--- start RAW DATA ---

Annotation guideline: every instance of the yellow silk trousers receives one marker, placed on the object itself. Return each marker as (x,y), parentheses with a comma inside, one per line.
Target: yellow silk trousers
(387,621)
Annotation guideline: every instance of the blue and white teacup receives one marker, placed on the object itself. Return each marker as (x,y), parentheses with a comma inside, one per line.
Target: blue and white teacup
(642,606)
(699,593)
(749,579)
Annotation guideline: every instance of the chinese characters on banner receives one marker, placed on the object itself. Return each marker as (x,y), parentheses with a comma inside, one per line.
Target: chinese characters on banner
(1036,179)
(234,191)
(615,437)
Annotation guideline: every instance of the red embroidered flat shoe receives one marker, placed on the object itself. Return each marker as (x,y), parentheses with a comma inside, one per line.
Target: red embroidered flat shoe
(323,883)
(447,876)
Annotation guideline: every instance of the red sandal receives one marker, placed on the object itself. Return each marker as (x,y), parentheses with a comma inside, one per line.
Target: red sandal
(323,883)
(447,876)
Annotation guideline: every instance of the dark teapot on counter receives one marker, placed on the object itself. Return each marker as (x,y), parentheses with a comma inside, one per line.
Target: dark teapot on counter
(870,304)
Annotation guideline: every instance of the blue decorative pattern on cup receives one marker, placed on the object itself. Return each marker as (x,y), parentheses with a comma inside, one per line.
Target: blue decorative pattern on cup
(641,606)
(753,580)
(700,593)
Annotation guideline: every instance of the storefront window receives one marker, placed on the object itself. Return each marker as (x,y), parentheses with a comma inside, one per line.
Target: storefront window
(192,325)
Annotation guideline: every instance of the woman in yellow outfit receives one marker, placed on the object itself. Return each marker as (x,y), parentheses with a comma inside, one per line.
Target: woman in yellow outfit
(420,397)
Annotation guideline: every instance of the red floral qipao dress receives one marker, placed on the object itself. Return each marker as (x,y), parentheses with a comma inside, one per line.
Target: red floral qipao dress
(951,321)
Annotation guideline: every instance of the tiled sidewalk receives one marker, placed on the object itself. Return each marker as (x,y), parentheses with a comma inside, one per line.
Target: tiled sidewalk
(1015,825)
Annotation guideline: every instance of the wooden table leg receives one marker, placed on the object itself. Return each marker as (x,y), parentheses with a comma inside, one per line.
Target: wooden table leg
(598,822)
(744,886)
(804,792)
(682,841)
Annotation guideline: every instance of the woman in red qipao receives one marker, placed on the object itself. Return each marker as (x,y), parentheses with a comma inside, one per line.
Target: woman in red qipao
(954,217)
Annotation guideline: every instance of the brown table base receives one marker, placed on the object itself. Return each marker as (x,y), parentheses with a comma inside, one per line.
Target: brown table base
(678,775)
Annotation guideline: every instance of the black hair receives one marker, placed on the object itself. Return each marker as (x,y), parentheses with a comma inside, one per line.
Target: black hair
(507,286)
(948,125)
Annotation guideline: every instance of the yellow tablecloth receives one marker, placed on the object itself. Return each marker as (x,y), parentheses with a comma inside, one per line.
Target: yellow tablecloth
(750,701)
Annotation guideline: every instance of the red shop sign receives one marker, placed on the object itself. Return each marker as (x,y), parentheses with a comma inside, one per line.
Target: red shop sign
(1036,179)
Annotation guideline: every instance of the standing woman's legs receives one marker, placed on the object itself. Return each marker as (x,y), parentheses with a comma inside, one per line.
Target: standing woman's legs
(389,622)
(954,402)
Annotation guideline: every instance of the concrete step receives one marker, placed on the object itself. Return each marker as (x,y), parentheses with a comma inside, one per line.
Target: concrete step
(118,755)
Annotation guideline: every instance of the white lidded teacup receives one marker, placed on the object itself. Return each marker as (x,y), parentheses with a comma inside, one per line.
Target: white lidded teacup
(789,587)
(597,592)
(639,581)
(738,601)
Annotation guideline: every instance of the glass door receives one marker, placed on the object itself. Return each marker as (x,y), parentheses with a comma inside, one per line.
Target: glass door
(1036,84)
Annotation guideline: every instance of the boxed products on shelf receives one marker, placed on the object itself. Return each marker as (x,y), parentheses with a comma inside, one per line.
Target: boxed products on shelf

--- end RAW DATA ---

### WORK REQUIRED
Each entry above is to be quoted exactly.

### WORKED ANSWER
Annotation guideline: every instance of the yellow silk trousers receives one marker, placed on the object itself. Return each marker as (x,y), parentheses with a comma inside, one per line.
Target: yellow silk trousers
(387,621)
Annotation guideline: every instance of the blue and white teacup receives one marker, placed on the object itself. Return each marker as (x,y), parentheses with a comma inside, one per line.
Target: blue and white teacup
(642,606)
(699,593)
(749,579)
Annotation guideline: every instance of the chinese characters on banner receives one marker, placed on the object itself. Return each marker as (x,y), parentheses with a comma inside, one per line.
Target: chinese characters on banner
(1036,179)
(234,191)
(615,437)
Annotation guideline: every instance of the red embroidered flat shoe receives one marker, placed on the object itself. Return each marker as (x,y), parentheses with a comma inside, one per line.
Target: red embroidered flat shoe
(323,883)
(447,876)
Annotation guideline: every instance of the red sandal receives one marker, placed on the object itself. Return each marker as (x,y), parentheses with a comma inside, one per line.
Target: red sandal
(323,883)
(447,876)
Annotation guideline: every instance of the dark teapot on counter receives one marker, placed on the object itself. Return each marker as (x,y), parentheses with a comma inside, one per line.
Target: dark teapot on counter
(870,304)
Annotation guideline: every instance of the blue decorative pattern on cup receives one marker, placed on the object itself. Return each marker as (x,y), parentheses with a comma inside, one per line.
Target: blue decorative pattern on cup
(641,606)
(753,580)
(700,593)
Annotation guideline: every instance of the storefront window receives one marker, placed on the object itself. Return each marker as (x,y), parentheses with a comma inside, one per line.
Target: storefront window
(192,325)
Annotation guideline: every instance of the woman in yellow outfit receives one marker, placed on the object itself. Return each marker as (x,y), parentheses with a comma inside, one per line.
Target: woman in yellow outfit
(420,397)
Annotation guideline: every instance of the red floral qipao dress receives one marker, placed on the object itself. Return each marker as (x,y), parentheses with a comma inside, one per line.
Target: red floral qipao dress
(951,321)
Annotation guideline: every instance of the tiled sidewalk receives one marker, placed on the object itself. Return each marker as (x,y), parentheses with a comma inside, one per line.
Target: tiled sidewalk
(1015,825)
Annotation guideline: every instance of the wooden table leg receives one marker, placed on the object itself. Return each marker as (x,y), parentheses with a comma inside, one per line.
Target: wooden table leg
(598,822)
(744,886)
(804,792)
(682,841)
Annotation guideline: every instance of the woman in red qipao receives one marker, placed on the object itself. Return each marker as (x,y), parentheses with a comma inside, one per line.
Target: woman in red qipao
(954,217)
Annotation guideline: every instance of the brown table base receives one marker, placed on the object itself. Return each marker as (x,y), parentheses with a comma inside, one per line.
Target: brown table base
(678,775)
Annotation guideline: every instance of the black hair receives one marker, placed on the object itself. Return each marker as (x,y), parentheses with a comma inside, one per line.
Target: black hair
(507,286)
(948,125)
Annotation guideline: every instance of the yellow tablecloth receives one marker, placed on the object itself. Return each marker as (x,y), parentheses with a comma inside, one per line.
Target: yellow tablecloth
(750,701)
Annotation guideline: every instance of the red shop sign receives one marker, placed on the object itself. Return each marker as (x,y), parentheses with a comma inside, one per line.
Target: red shop sign
(1036,179)
Annotation guideline: every instance of the standing woman's legs receives one marker, placed on the object itself. Return each marker as (x,y), parentheses with a comma inside, one per line.
Target: standing woman's legs
(389,622)
(954,402)
Annotation guideline: every instance of the concrete step receives one marker, placed on the object itself. Return each marker as (x,y), parentheses with a comma inside, one per line.
Target: concrete step
(118,755)
Annotation guideline: every instance of the white lidded teacup receives one marker, placed on the object itself. Return each marker as (x,y), parentheses with a comma inside, one per line.
Target: white lidded teacup
(789,587)
(597,592)
(639,581)
(738,601)
Annotation guideline: every instance of the glass door receives one marker, placed on the object itself. Return each marker as (x,y), parentheses with a comma inside, one per line.
Target: glass door
(1036,84)
Annotation guideline: every instance of the boxed products on shelf receives one marker, placed on the object itself. Return each marker as (x,y), parentheses with a comma inside, one per line.
Target: boxed products on shelf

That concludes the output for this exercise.